» Exercise description
Line by line, reproduce the material below exactly.

» Material supplied

Content starts

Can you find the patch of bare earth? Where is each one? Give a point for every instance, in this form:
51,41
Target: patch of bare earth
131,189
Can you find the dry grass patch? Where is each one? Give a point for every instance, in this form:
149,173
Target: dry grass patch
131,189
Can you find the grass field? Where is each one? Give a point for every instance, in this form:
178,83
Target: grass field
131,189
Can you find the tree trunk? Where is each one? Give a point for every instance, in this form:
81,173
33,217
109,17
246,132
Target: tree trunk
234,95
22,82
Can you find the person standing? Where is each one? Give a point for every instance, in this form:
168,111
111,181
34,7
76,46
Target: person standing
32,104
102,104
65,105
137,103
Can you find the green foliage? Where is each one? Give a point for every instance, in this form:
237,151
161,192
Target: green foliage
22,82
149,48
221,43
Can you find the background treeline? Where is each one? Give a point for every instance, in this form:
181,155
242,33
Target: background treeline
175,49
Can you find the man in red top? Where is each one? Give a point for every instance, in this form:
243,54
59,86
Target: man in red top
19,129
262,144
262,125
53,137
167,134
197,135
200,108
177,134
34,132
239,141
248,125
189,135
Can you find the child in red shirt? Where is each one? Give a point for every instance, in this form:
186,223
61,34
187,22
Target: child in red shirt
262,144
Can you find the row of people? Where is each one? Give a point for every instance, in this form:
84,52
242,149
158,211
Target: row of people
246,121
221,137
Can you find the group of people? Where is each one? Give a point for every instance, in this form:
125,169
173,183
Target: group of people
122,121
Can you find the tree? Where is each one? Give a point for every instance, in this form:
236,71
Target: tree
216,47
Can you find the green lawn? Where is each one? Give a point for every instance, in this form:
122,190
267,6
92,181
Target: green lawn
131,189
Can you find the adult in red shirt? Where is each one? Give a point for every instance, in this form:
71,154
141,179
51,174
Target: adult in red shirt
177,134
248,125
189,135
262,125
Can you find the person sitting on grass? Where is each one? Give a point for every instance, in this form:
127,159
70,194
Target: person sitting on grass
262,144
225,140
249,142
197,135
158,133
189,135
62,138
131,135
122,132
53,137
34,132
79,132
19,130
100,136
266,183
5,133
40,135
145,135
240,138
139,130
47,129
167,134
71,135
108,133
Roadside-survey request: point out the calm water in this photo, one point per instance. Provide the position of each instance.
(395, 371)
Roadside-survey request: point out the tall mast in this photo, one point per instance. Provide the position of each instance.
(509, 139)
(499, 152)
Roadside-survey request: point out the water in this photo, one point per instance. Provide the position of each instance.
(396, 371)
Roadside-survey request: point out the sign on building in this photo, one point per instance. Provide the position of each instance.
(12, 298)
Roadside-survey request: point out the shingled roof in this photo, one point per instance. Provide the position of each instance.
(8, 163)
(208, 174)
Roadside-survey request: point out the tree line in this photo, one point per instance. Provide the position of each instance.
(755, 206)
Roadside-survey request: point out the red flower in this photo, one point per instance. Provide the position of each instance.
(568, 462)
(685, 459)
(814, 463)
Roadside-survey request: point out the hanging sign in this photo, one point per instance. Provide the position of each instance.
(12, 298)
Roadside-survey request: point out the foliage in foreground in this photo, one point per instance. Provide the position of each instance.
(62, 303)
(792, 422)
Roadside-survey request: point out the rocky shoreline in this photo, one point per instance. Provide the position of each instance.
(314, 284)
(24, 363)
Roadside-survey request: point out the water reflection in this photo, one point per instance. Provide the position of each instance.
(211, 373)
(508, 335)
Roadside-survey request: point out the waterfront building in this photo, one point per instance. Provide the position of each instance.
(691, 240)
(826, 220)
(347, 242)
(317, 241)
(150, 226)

Content ends

» Response to this task
Can you find the patch of bare earth? Where is each one? Give a point for every instance, in this form:
51,41
Target: patch of bare earth
131,189
Can you find the dry grass patch? Where is each one? Give a point for every instance, in this form:
149,173
Target: dry grass patch
131,189
Can you find the grass field? Where is each one? Give a point for every instance, in this form:
178,83
Target: grass field
131,189
Can you find the tree trunk? Where is each one? Give a point for every instance, in this form:
81,173
33,217
109,17
246,132
Target: tree trunk
234,95
22,82
Can you find the person standing? Where is each one? Give a point for every instance, in this form:
168,111
111,181
34,7
76,46
Target: person standing
32,104
102,104
65,105
137,103
Can you find the green foliage? Where is each one? Give a point for every instance, in this form:
237,151
161,192
Target: green foliage
22,82
149,48
221,43
Can you find the background treeline? Where is each one? Give a point for every instance, in this form:
181,155
242,33
Target: background treeline
175,49
Can you find the man in red top? Where is each one? Give a point for every instance, in this form:
243,54
59,86
Target: man in red top
19,129
262,144
262,125
53,137
167,134
197,135
200,108
177,134
34,132
239,141
248,125
189,135
Can you find the child in red shirt? Where is each one? Give a point for every instance, in this form:
186,223
61,34
187,22
Target: child in red shirt
262,144
Can you find the row of people? Where is each one? Give a point for every instance, in this form:
84,52
242,149
158,211
Target: row of people
246,121
221,137
Can you find the group of people? Where is each one? Give a point for every instance, in this form:
125,169
173,183
Target: group of people
122,121
Can you find the tree? Where is each one? Give a point for every instance, in this form:
236,71
Target: tree
216,47
Can you find the green lawn? Where is each one? Give a point for every instance, in this form:
122,190
267,6
92,181
Target: green lawn
131,189
Can you find the adult in red shirt? Where is each one? Give a point for every instance, in this form:
71,154
141,179
51,174
Target: adult in red shirt
177,134
248,125
189,135
262,125
Can you find the person sitting on grass? Where is each one? Give a point for every instance, in this form:
127,159
70,194
Target: person sitting on grass
262,144
225,140
249,142
197,135
158,133
189,135
62,138
131,135
122,132
53,137
34,132
79,132
19,130
100,136
266,183
5,133
40,135
145,135
240,138
139,130
47,129
167,134
71,135
108,133
Roadside-survey request: point out the calm water in this photo, one point per instance. Provide the position of each instance.
(395, 371)
Roadside-survey request: point out the tall mast in this photo, one point per instance. Provide the position of each instance.
(509, 139)
(499, 152)
Roadside-survey request: point out the water in this photo, one point per instance. Provide the position of each instance.
(396, 371)
Roadside-survey request: point out the sign on building in this photo, one point per instance. Provide the position of each instance.
(12, 298)
Roadside-survey request: point out the shingled roof in this photo, one point per instance. Provide the position of each instance.
(8, 163)
(208, 174)
Roadside-survey request: point out the tree line in this photo, one point per instance. Provide the position of each instance.
(755, 206)
Roadside-survey request: point out the red flower in this photo, one point per instance. Provide the position of each instance.
(568, 462)
(685, 459)
(814, 463)
Roadside-survey request: point out the hanging sign in this photo, one point per instance. Provide the position of each instance.
(12, 298)
Roadside-survey request: point out the foliage in foreground in this photo, one point per instance. Provide the position of each instance.
(62, 303)
(792, 422)
Roadside-survey request: point out the rocky shoreline in this photo, one point per instance. Provide the position of each instance.
(314, 284)
(24, 363)
Roadside-survey request: point out the water reflection in this photo, one point per instance. Provide the position of each instance.
(211, 373)
(508, 335)
Roadside-survey request: point out the waterfront building in this photo, one point per instance. Provide the position of each instance.
(691, 240)
(826, 220)
(347, 242)
(317, 241)
(150, 226)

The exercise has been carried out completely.